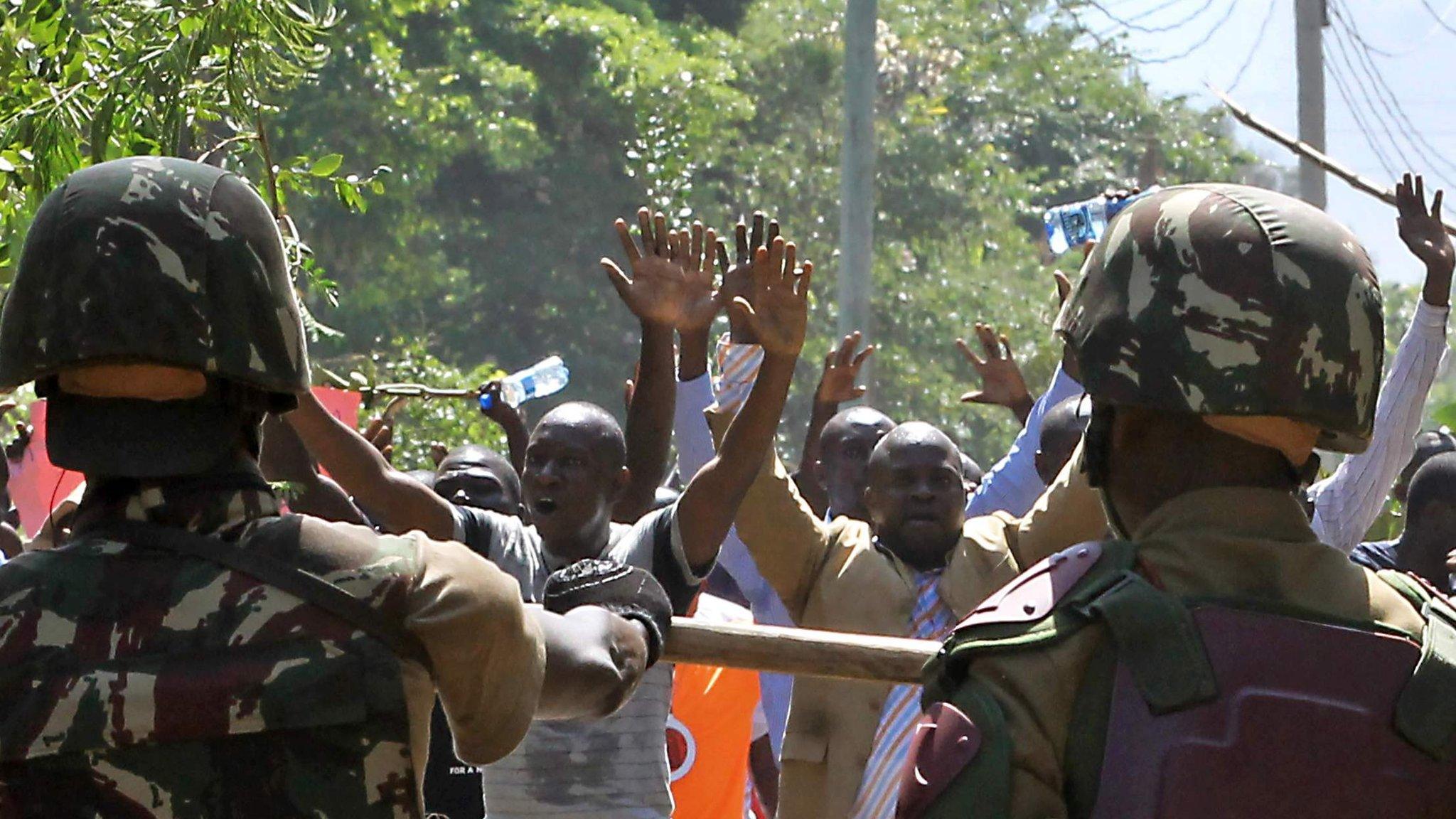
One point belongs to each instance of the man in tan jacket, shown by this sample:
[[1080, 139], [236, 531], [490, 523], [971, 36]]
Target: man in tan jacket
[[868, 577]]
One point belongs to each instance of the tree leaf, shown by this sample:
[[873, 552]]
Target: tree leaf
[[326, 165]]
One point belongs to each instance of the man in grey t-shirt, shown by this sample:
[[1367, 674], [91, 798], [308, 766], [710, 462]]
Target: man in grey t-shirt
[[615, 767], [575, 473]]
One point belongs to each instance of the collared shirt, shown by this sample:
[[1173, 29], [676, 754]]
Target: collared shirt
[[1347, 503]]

--

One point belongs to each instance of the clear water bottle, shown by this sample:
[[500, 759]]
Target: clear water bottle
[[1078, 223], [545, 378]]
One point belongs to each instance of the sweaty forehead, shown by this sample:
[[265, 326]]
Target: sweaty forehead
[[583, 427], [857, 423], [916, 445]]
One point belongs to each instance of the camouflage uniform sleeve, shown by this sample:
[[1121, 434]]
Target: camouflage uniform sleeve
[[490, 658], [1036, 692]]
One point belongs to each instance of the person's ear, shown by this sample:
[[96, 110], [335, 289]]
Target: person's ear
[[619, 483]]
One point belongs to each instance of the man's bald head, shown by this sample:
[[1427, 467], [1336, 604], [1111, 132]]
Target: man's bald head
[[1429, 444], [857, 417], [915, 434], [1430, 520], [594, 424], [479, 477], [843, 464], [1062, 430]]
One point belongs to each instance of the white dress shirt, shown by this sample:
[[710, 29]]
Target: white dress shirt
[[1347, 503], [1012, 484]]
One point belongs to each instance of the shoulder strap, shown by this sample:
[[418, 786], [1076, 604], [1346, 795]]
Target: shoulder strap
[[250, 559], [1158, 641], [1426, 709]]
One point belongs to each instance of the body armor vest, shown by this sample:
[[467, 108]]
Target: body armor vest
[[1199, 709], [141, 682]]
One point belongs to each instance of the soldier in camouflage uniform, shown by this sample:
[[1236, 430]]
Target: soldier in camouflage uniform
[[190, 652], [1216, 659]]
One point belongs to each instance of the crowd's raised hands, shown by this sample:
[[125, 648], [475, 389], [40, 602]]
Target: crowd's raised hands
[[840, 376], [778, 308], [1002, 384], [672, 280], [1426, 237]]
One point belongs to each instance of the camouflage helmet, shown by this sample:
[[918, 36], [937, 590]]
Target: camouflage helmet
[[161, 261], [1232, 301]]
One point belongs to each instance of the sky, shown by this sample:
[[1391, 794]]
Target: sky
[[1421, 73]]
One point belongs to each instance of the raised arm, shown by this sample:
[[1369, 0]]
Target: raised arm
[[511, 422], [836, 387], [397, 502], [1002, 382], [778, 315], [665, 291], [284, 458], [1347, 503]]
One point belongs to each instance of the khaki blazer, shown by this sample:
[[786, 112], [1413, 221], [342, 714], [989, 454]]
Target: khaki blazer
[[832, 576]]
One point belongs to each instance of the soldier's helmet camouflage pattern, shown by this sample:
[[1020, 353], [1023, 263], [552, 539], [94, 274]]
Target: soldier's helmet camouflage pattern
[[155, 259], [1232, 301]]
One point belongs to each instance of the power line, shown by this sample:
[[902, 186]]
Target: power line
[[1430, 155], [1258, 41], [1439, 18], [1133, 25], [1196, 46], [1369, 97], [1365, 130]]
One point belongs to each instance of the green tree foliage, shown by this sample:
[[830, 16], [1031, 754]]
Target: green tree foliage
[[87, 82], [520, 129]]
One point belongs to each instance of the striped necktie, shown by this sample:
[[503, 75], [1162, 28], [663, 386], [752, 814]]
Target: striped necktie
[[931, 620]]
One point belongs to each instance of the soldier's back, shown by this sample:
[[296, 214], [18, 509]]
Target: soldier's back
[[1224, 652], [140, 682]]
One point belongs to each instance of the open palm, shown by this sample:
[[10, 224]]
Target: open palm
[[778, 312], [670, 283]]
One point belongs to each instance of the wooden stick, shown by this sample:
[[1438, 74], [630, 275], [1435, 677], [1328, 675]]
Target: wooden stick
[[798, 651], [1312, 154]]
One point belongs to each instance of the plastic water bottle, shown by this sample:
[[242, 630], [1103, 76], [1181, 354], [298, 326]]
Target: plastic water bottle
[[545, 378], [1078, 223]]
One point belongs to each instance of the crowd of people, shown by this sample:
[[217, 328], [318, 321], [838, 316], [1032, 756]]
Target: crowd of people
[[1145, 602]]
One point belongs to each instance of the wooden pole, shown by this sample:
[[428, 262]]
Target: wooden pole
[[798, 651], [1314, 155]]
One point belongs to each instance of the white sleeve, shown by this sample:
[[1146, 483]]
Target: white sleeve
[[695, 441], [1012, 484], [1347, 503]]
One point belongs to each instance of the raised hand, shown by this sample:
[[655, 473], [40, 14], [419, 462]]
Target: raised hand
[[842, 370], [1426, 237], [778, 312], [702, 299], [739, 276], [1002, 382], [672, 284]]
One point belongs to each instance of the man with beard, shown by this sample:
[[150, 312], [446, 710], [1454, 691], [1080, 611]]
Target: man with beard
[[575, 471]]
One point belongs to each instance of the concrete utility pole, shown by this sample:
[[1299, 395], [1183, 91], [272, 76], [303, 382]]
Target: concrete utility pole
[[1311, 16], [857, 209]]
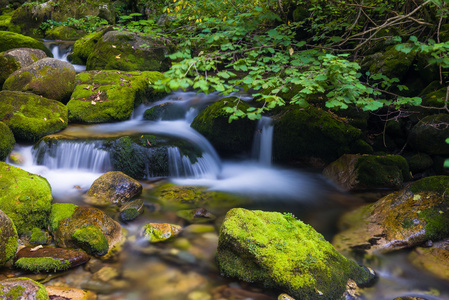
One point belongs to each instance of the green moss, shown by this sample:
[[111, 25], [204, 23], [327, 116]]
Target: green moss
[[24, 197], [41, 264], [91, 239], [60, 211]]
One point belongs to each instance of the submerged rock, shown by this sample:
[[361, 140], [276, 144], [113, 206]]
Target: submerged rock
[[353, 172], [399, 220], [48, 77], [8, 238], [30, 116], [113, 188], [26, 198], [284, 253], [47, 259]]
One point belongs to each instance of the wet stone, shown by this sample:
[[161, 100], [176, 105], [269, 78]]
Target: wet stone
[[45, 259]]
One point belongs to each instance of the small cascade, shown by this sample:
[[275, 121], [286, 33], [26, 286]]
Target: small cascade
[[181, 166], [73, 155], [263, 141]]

---

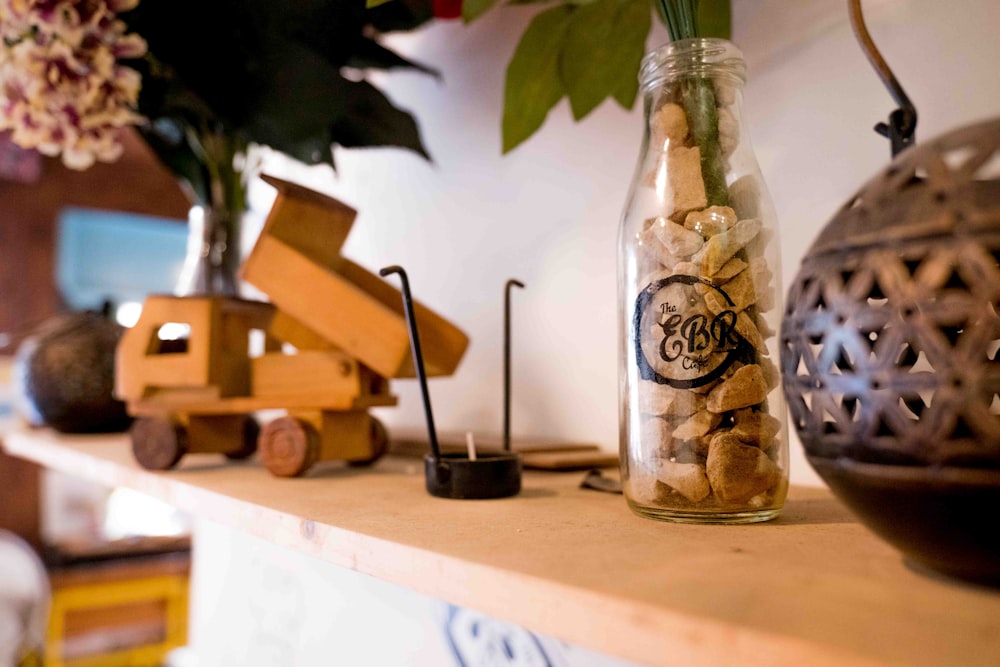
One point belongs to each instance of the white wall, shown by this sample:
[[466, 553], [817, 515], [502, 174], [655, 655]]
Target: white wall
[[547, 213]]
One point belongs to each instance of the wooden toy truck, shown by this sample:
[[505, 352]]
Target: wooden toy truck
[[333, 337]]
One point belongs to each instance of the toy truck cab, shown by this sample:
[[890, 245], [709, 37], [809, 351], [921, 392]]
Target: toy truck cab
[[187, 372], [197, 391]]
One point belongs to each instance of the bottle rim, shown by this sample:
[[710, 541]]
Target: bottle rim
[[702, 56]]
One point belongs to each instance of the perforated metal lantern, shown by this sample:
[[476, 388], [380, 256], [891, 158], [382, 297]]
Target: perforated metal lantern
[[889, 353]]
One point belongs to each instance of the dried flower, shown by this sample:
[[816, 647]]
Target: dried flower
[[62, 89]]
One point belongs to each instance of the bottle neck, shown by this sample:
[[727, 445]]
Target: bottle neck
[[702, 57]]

• **ABOUT THIS TASK**: Each line above from the one with "One point belongs to each instance of the man in tan" up to and including the one with "[[1173, 29], [676, 754]]" must be set down exactly, and no line outside that span may appear.

• **PROBLEM SOLUTION**:
One point belongs to each instance of the man in tan jacket, shown by this sample:
[[1080, 139], [236, 531], [490, 523], [971, 36]]
Target: man in tan jacket
[[868, 577]]
One point belongs to each instance of the tree leaf, shown by this sample:
[[873, 552]]
Target: tree leaf
[[326, 165]]
One point belongs to each instance of the man in grey t-shirt, shown by this sample:
[[1367, 674], [91, 798], [308, 766], [710, 462]]
Target: man in grey t-shirt
[[615, 767], [575, 473]]
One point belongs to each instance of the collared shirt, shown by this sample:
[[1173, 29], [676, 754]]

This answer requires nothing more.